### TAREA A REALIZAR
Copia de nuevo los datos siguientes y cambia "holes" por "gaps". Deja todo lo demás igual.

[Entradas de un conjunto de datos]
= = = = = = =

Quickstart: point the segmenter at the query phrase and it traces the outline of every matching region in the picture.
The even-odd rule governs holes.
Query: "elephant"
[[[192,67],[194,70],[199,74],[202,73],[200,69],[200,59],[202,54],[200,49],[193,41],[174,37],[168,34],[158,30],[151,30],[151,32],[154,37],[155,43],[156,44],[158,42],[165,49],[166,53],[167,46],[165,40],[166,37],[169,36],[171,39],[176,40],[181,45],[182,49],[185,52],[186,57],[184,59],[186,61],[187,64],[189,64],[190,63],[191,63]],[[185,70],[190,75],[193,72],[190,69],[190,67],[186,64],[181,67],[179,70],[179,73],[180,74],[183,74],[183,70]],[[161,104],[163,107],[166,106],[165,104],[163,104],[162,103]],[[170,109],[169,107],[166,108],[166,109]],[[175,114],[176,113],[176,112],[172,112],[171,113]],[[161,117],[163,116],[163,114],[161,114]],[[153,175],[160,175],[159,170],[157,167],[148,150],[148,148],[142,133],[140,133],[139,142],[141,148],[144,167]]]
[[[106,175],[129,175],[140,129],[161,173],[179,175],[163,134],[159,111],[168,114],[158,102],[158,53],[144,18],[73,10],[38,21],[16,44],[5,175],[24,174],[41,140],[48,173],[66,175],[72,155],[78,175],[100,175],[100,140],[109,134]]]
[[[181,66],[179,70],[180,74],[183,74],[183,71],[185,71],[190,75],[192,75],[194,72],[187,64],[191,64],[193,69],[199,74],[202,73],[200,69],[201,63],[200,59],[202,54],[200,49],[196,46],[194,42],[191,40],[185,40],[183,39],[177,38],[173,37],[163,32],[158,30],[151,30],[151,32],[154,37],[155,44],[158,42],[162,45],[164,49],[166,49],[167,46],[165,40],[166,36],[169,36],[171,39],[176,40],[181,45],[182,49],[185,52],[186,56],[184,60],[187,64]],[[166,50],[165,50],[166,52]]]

= = = = = = =

### RESPUESTA A CONTINUACIÓN
Quickstart: point the segmenter at the query phrase and it traces the outline of every matching region in the picture.
The even-odd rule governs gaps.
Query: "elephant"
[[[192,67],[194,70],[199,74],[202,73],[200,69],[200,59],[202,54],[200,49],[193,41],[174,37],[168,34],[158,30],[151,30],[151,32],[154,37],[155,43],[156,44],[158,42],[165,49],[166,53],[167,46],[165,40],[166,37],[169,36],[171,39],[176,40],[181,45],[182,49],[185,52],[186,57],[184,59],[186,61],[187,64],[189,64],[190,63],[191,63]],[[185,70],[190,75],[193,72],[190,69],[190,67],[186,64],[181,67],[179,70],[179,73],[180,74],[183,74],[183,70]],[[161,104],[163,107],[166,106],[165,104],[163,104],[162,103]],[[170,109],[169,107],[166,108],[166,109]],[[175,114],[176,113],[176,112],[172,112],[171,113]],[[161,117],[163,116],[163,114],[161,114]],[[153,175],[160,175],[159,170],[157,167],[148,150],[148,148],[142,133],[140,133],[139,142],[141,148],[144,167]]]
[[[106,175],[129,175],[140,129],[161,173],[179,175],[163,134],[159,111],[168,114],[158,102],[158,53],[144,18],[73,10],[38,21],[16,44],[5,175],[24,174],[41,140],[48,173],[66,175],[72,155],[78,175],[100,175],[100,140],[109,134]]]
[[[181,66],[179,70],[180,74],[183,74],[183,71],[185,71],[190,75],[192,75],[194,72],[187,64],[191,64],[193,69],[199,74],[202,73],[200,69],[201,63],[200,59],[202,54],[200,49],[196,46],[194,42],[191,40],[185,40],[183,39],[177,38],[173,37],[163,32],[158,30],[151,30],[151,32],[154,37],[155,44],[158,42],[162,45],[164,49],[166,49],[167,46],[165,40],[166,36],[169,36],[171,39],[176,40],[181,45],[182,49],[185,52],[186,56],[184,60],[187,64]],[[166,50],[165,50],[166,52]]]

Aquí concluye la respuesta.